*** Opening of DOCUMENT TEXT ***

Growing up, their son Augustus and daughter Ann spent many hours on the Storrs campus and in the print shop. Augustus always enjoyed drawing and, as a 10-year-old, while his father was teaching a summer course, he went into a sculpture class and carved two life-sized marble heads that Gus and D'Ann still have on display in their home.

"I tried to turn him into a stone cutter," Mazzocca says. But his son had other ideas. Although he enjoyed art, his strongest interests were science and sports. As Augustus went through school, he looked for ways to combine these interests.

After college, the younger Mazzocca earned a master's degree in physiology and took a job as an exercise physiologist in the medical operations section of NASA at Johnson Space Center in Houston, working with astronauts in the muscle testing labs. He later began to pursue a Ph.D. in physiology, but soon realized he was more interested in medicine and in helping people through a more hands-on approach than a strictly research-focused career.

*** Close of DOCUMENT TEXT ***
*** Opening of PROVIDED DATA ***

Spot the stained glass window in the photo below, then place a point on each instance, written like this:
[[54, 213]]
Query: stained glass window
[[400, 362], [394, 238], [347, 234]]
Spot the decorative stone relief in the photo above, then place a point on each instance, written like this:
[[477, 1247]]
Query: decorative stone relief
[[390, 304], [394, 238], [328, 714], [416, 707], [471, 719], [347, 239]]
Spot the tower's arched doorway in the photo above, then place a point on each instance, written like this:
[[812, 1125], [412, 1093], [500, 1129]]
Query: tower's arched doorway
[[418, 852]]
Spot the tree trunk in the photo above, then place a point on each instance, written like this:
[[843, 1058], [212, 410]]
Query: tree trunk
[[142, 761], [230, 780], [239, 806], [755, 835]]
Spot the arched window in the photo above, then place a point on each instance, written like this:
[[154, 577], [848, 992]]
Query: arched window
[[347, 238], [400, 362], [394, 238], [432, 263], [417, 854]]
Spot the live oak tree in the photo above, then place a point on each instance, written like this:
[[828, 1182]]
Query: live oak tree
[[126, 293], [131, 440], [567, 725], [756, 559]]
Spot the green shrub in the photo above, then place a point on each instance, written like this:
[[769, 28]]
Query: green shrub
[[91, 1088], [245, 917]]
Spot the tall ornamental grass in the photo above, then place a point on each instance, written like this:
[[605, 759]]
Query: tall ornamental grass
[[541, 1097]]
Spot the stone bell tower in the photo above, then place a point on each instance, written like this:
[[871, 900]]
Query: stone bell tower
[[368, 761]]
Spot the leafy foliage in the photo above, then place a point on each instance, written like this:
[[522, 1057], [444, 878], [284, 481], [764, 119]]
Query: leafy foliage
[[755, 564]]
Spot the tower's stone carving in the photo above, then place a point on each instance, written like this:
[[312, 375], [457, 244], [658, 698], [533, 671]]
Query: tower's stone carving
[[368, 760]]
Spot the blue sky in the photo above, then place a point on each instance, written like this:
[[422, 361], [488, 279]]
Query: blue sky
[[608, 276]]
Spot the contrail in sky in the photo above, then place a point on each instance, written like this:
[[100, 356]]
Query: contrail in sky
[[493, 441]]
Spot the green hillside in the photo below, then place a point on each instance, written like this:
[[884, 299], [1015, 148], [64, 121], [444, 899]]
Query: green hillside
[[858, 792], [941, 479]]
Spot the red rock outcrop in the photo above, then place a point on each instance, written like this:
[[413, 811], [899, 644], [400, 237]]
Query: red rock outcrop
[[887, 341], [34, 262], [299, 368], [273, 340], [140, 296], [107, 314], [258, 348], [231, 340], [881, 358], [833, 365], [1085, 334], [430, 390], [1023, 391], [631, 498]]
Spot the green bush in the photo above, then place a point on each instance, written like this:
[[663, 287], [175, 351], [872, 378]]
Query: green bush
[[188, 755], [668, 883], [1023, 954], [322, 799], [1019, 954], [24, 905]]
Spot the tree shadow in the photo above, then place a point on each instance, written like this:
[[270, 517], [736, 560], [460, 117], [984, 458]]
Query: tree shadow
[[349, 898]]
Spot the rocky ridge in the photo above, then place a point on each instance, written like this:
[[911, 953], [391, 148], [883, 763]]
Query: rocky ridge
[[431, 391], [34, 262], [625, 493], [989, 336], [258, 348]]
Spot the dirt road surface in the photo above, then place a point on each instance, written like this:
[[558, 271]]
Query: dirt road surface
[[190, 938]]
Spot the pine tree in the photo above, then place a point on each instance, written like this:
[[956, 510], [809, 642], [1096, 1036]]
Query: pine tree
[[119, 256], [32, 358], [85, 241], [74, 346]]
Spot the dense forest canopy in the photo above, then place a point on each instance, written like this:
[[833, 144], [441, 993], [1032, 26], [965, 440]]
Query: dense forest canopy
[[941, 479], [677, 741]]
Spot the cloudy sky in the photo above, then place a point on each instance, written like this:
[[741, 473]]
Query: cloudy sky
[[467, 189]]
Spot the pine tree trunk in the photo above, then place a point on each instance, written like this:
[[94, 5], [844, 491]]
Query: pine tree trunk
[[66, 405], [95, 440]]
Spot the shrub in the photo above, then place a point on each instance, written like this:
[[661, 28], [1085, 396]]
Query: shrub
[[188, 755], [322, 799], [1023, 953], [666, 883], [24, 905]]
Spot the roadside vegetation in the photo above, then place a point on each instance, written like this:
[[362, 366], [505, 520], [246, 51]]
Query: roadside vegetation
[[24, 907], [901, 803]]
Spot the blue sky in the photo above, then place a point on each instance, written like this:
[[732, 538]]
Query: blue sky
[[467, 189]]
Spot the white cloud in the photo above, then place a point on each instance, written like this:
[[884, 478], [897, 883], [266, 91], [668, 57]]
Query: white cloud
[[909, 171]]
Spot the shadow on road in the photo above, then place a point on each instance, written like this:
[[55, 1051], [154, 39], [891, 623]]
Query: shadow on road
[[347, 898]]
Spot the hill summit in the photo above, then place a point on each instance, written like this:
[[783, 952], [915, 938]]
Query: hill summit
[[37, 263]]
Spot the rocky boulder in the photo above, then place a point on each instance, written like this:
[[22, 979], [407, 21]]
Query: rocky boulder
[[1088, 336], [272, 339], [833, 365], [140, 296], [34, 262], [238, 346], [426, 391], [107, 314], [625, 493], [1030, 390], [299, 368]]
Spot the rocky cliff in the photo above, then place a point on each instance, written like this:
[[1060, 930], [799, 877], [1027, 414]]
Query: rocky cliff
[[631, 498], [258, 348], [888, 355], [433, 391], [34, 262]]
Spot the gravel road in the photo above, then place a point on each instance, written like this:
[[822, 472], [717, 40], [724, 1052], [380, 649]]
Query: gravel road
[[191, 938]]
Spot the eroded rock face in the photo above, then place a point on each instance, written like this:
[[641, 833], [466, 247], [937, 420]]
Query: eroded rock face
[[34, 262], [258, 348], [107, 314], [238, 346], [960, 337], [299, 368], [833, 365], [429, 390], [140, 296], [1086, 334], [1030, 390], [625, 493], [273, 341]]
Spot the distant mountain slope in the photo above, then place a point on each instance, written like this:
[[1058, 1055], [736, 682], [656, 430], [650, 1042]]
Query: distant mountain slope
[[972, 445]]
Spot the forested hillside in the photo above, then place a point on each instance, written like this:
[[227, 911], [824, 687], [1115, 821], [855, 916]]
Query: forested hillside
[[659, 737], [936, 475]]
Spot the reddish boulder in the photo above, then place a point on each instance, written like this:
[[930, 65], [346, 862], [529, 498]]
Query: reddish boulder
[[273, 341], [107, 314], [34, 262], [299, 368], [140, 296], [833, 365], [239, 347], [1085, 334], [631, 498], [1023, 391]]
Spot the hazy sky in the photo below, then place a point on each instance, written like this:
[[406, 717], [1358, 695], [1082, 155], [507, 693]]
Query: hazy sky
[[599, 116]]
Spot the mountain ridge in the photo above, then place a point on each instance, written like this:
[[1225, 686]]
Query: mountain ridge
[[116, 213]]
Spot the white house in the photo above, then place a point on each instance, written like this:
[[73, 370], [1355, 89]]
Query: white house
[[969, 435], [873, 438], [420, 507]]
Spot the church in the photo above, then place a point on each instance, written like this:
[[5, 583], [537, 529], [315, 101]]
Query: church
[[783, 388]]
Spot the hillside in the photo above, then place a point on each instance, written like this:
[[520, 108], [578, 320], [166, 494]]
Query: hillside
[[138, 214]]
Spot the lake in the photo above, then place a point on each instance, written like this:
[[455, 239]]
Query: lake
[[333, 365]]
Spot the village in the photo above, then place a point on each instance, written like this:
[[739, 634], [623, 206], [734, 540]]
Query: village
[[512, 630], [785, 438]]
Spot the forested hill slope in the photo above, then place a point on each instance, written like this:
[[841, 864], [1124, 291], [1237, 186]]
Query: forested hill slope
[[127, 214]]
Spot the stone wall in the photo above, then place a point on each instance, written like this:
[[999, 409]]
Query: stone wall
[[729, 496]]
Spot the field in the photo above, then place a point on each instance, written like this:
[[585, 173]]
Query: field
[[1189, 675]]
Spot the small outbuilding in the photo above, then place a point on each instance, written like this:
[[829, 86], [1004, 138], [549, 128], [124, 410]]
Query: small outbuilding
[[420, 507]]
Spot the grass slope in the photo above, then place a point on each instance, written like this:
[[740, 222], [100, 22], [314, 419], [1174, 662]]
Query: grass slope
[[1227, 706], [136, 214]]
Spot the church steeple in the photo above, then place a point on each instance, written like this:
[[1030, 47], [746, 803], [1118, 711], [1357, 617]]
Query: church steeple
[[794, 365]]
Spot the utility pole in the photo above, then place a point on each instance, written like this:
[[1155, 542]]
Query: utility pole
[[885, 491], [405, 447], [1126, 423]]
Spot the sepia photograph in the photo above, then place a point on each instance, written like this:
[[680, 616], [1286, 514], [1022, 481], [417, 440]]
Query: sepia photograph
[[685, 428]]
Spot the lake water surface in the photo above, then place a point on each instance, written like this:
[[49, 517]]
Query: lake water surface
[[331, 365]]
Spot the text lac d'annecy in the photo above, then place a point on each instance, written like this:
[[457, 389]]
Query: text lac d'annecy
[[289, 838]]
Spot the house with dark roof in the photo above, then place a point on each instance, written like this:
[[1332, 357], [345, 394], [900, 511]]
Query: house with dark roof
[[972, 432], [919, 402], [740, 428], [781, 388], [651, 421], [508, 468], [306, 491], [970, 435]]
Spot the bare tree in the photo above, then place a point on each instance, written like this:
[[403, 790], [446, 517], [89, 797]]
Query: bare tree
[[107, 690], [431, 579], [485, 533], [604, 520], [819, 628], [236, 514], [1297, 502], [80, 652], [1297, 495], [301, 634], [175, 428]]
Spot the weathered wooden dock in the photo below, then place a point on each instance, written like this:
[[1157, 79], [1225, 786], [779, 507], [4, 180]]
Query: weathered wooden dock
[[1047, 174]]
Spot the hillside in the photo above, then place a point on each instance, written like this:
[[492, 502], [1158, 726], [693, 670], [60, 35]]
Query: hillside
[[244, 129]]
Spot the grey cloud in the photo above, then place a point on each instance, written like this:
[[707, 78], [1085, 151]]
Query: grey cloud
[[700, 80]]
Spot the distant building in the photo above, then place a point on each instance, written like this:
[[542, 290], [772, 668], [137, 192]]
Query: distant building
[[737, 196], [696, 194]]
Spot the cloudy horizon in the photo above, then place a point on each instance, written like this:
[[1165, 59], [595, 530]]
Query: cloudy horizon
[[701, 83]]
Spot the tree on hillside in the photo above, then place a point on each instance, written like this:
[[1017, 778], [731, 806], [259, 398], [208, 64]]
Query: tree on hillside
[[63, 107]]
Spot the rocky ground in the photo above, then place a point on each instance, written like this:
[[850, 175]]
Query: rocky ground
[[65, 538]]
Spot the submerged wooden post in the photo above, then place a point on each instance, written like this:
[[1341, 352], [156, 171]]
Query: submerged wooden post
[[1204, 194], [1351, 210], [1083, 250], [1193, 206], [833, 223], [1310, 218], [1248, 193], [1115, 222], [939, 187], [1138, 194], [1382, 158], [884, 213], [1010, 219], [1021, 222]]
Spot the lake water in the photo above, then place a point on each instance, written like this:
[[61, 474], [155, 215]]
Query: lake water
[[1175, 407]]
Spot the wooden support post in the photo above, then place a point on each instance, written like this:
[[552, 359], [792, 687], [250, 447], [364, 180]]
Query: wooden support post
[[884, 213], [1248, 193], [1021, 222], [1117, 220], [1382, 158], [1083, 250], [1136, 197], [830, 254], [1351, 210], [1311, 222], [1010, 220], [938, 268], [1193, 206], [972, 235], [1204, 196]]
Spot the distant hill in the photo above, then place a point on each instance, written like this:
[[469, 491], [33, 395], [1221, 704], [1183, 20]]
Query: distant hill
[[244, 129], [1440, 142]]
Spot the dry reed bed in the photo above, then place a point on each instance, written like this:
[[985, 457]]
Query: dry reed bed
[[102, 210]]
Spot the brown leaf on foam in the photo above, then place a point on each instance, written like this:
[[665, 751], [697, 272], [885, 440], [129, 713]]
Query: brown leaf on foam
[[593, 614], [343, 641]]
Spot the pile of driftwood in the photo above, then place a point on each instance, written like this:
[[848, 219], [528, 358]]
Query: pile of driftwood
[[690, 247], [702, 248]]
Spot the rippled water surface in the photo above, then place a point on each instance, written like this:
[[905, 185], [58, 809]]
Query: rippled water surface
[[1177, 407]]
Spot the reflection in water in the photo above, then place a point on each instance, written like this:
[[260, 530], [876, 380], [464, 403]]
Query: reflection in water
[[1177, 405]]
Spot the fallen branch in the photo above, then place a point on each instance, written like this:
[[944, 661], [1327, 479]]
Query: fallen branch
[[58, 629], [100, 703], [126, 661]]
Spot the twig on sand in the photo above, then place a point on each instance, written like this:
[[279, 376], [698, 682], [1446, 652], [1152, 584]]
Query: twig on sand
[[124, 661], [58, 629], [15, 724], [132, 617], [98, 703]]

*** Close of PROVIDED DATA ***

WHAT THIS EXERCISE ASKS:
1. Do the following statements agree with the text about Augustus Mazzocca? For each, answer yes or no and quote the words of the text that decide it.
(a) As a 10-year-old, Augustus carved two life-sized marble heads in a sculpture class.
(b) Augustus's strongest interests were art and music.
(c) At NASA, he worked with astronauts in the muscle testing labs.
2. Repeat the part of the text about Augustus Mazzocca from "Growing up, their" up to and including "in their home.".
3. Pick up the text about Augustus Mazzocca after its last sentence and continue it.

EXPECTED RESULTS:
1.
(a) Yes: "as a 10-year-old, while his father was teaching a summer course, he went into a sculpture class and carved two life-sized marble heads"
(b) No: "his strongest interests were science and sports"
(c) Yes: "working with astronauts in the muscle testing labs"

2.
Growing up, their son Augustus and daughter Ann spent many hours on the Storrs campus and in the print shop. Augustus always enjoyed drawing and, as a 10-year-old, while his father was teaching a summer course, he went into a sculpture class and carved two life-sized marble heads that Gus and D'Ann still have on display in their home.

3.
Branching Out
In 1992, Mazzocca embarked on a new chapter in his life as a medical student at the UConn School of Medicine. He completed a residency program in orthopedic surgery at the UConn Health Center, and was named Resident of the Year in 2001. He then held a fellowship in sports medicine at Rush Medical College in Chicago, before being recruited back to Connecticut last summer to join the Health Center faculty.

Sports medicine was a natural choice for Mazzocca: he was an all-conference lacrosse player during his undergraduate years at Denison University, Ohio, and has served as a coach and team physician for teams of all sizes and levels, from high school and college teams to the U.S. Boxing Team. He is currently assisting Dr. Carl Nissen, also of the Health Center's department of orthopedics, provide medical coverage for the ice hockey team at Trinity College and the baseball and lacrosse teams at the University of Hartford.

Dr. Bruce Browner, chairman of the department of orthopedics, says Mazzocca impressed the department during his residency. "As a resident, Augustus distinguished himself as someone who was incredibly enthusiastic about teaching and had a real penchant for research," Browner says. "That's why we recruited him to come back to the Health Center.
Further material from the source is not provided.